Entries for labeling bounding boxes

+-------+

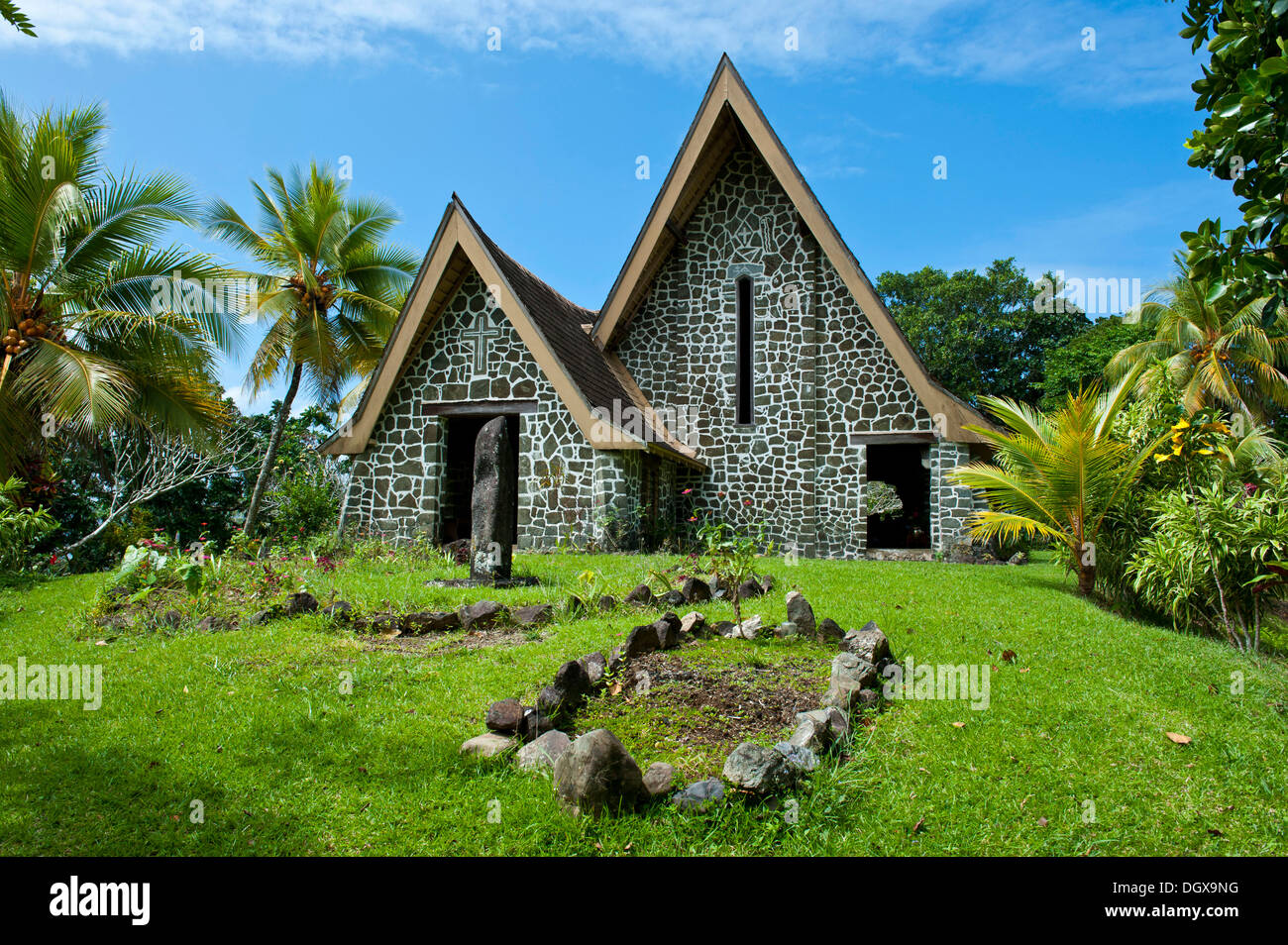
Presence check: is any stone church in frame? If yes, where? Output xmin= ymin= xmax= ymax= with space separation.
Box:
xmin=322 ymin=56 xmax=988 ymax=558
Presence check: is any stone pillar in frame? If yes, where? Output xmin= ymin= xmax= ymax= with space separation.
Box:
xmin=930 ymin=441 xmax=976 ymax=551
xmin=471 ymin=417 xmax=518 ymax=580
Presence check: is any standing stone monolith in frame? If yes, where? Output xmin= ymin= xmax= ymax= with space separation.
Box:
xmin=471 ymin=417 xmax=518 ymax=580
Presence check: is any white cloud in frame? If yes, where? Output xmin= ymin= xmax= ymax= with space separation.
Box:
xmin=0 ymin=0 xmax=1197 ymax=104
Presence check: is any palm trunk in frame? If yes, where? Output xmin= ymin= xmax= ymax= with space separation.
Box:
xmin=1078 ymin=562 xmax=1096 ymax=597
xmin=245 ymin=365 xmax=300 ymax=537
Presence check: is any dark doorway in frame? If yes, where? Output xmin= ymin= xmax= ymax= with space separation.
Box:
xmin=442 ymin=416 xmax=519 ymax=543
xmin=864 ymin=443 xmax=930 ymax=549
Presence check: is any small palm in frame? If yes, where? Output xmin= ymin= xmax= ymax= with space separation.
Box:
xmin=206 ymin=163 xmax=417 ymax=532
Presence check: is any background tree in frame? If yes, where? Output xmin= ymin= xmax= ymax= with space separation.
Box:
xmin=206 ymin=163 xmax=419 ymax=533
xmin=877 ymin=259 xmax=1090 ymax=404
xmin=1181 ymin=0 xmax=1288 ymax=312
xmin=1039 ymin=315 xmax=1153 ymax=411
xmin=0 ymin=96 xmax=239 ymax=480
xmin=1107 ymin=274 xmax=1288 ymax=422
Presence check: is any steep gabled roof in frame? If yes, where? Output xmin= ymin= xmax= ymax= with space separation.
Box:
xmin=321 ymin=193 xmax=702 ymax=467
xmin=593 ymin=55 xmax=991 ymax=443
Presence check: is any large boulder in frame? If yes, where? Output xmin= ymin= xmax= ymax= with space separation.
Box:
xmin=787 ymin=591 xmax=818 ymax=639
xmin=485 ymin=699 xmax=523 ymax=735
xmin=841 ymin=620 xmax=890 ymax=666
xmin=724 ymin=742 xmax=796 ymax=794
xmin=823 ymin=653 xmax=877 ymax=712
xmin=519 ymin=730 xmax=572 ymax=772
xmin=554 ymin=729 xmax=648 ymax=817
xmin=471 ymin=417 xmax=519 ymax=580
xmin=680 ymin=578 xmax=711 ymax=604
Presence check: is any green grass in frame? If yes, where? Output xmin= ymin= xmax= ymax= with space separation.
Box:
xmin=0 ymin=555 xmax=1288 ymax=855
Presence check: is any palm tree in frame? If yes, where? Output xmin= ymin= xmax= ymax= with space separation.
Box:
xmin=206 ymin=162 xmax=419 ymax=534
xmin=1105 ymin=274 xmax=1288 ymax=422
xmin=0 ymin=95 xmax=239 ymax=476
xmin=0 ymin=0 xmax=36 ymax=36
xmin=949 ymin=368 xmax=1162 ymax=596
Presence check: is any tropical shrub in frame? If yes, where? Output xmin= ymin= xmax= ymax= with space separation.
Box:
xmin=1127 ymin=482 xmax=1288 ymax=652
xmin=0 ymin=476 xmax=58 ymax=572
xmin=949 ymin=370 xmax=1155 ymax=596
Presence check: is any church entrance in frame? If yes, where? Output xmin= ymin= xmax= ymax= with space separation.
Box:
xmin=864 ymin=443 xmax=930 ymax=549
xmin=441 ymin=412 xmax=519 ymax=543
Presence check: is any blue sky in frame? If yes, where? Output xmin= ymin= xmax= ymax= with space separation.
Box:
xmin=0 ymin=0 xmax=1236 ymax=409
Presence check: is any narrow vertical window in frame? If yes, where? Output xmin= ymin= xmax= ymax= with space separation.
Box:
xmin=734 ymin=275 xmax=756 ymax=424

+-------+

◆ PROMPT
Retype every line of the material above word for word, leaving out the pictures.

◆ TASK RESULT
Presence check: is any stone church in frame? If yes, where? Output xmin= ymin= xmax= ymax= with space separation.
Box:
xmin=322 ymin=56 xmax=988 ymax=558
Presence check: is any stone pillar in frame? If yes, where? Output xmin= ymin= xmax= ymax= with space separation.
Box:
xmin=930 ymin=441 xmax=976 ymax=551
xmin=471 ymin=417 xmax=518 ymax=580
Presence check: is any standing stone monolith in frame? If yes, where? Output xmin= ymin= xmax= ymax= with space separation.
Box:
xmin=471 ymin=417 xmax=518 ymax=580
Presence check: is any white cloud in frame? If yes, where? Output xmin= ymin= xmax= ymax= with space separation.
Box:
xmin=0 ymin=0 xmax=1197 ymax=104
Presence check: is any palm trunk in frame? If yes, where? Output xmin= ymin= xmax= ymax= with space separation.
Box:
xmin=1078 ymin=562 xmax=1096 ymax=597
xmin=245 ymin=365 xmax=300 ymax=537
Presence check: is any dark doorway in frame? If yes, where? Output xmin= ymin= xmax= ymax= with space separation.
Box:
xmin=442 ymin=416 xmax=519 ymax=543
xmin=864 ymin=443 xmax=930 ymax=549
Presence check: is any small palm in frame? If yes, where? Output xmin= ymin= xmax= ymax= with space separation.
Box:
xmin=206 ymin=163 xmax=417 ymax=532
Presence check: is any background tree in frame? If yes, where? Output xmin= ymin= xmax= ymax= with space separation.
Box:
xmin=206 ymin=163 xmax=419 ymax=533
xmin=877 ymin=259 xmax=1090 ymax=404
xmin=1181 ymin=0 xmax=1288 ymax=312
xmin=1039 ymin=315 xmax=1153 ymax=411
xmin=0 ymin=96 xmax=239 ymax=480
xmin=1107 ymin=274 xmax=1288 ymax=422
Presence check: is any steep gabled roof in frame? If yes, where? Output xmin= ymin= xmax= ymax= with space separation.
Box:
xmin=321 ymin=193 xmax=702 ymax=467
xmin=593 ymin=55 xmax=991 ymax=443
Presence check: is any large boulder in frame? If yes, where? Output xmin= ymin= xmax= ymax= with space separation.
Box:
xmin=787 ymin=591 xmax=818 ymax=639
xmin=485 ymin=699 xmax=523 ymax=735
xmin=841 ymin=620 xmax=890 ymax=666
xmin=724 ymin=742 xmax=796 ymax=794
xmin=823 ymin=653 xmax=877 ymax=712
xmin=519 ymin=730 xmax=572 ymax=772
xmin=554 ymin=729 xmax=648 ymax=817
xmin=471 ymin=417 xmax=519 ymax=580
xmin=680 ymin=578 xmax=711 ymax=604
Presence check: is any green grass in frame? If yes, where? Output xmin= ymin= xmax= ymax= with space separation.
Box:
xmin=0 ymin=555 xmax=1288 ymax=855
Presence check: is any palm tree in frame? If yes, where? Output xmin= ymin= xmax= ymax= with space separation.
Box:
xmin=206 ymin=162 xmax=419 ymax=534
xmin=1105 ymin=274 xmax=1288 ymax=422
xmin=0 ymin=95 xmax=239 ymax=476
xmin=0 ymin=0 xmax=36 ymax=36
xmin=949 ymin=368 xmax=1162 ymax=596
Presence check: is any tropical shrub in frame? If yes, where? Output xmin= ymin= xmax= ymax= with space separation.
Box:
xmin=1127 ymin=482 xmax=1288 ymax=652
xmin=0 ymin=476 xmax=58 ymax=572
xmin=949 ymin=370 xmax=1155 ymax=596
Presence check: is any church entrance in frame? If yes, where? Output xmin= ymin= xmax= ymax= with space separation.
Box:
xmin=864 ymin=443 xmax=930 ymax=549
xmin=441 ymin=412 xmax=519 ymax=543
Presence check: is any blue sky in frame? If yes, where? Output xmin= ymin= xmax= ymax= with space separation.
Box:
xmin=0 ymin=0 xmax=1236 ymax=409
Presence check: is any narrow vertical window in frame? If yes, where? Output xmin= ymin= xmax= ymax= with space separation.
Box:
xmin=734 ymin=275 xmax=756 ymax=424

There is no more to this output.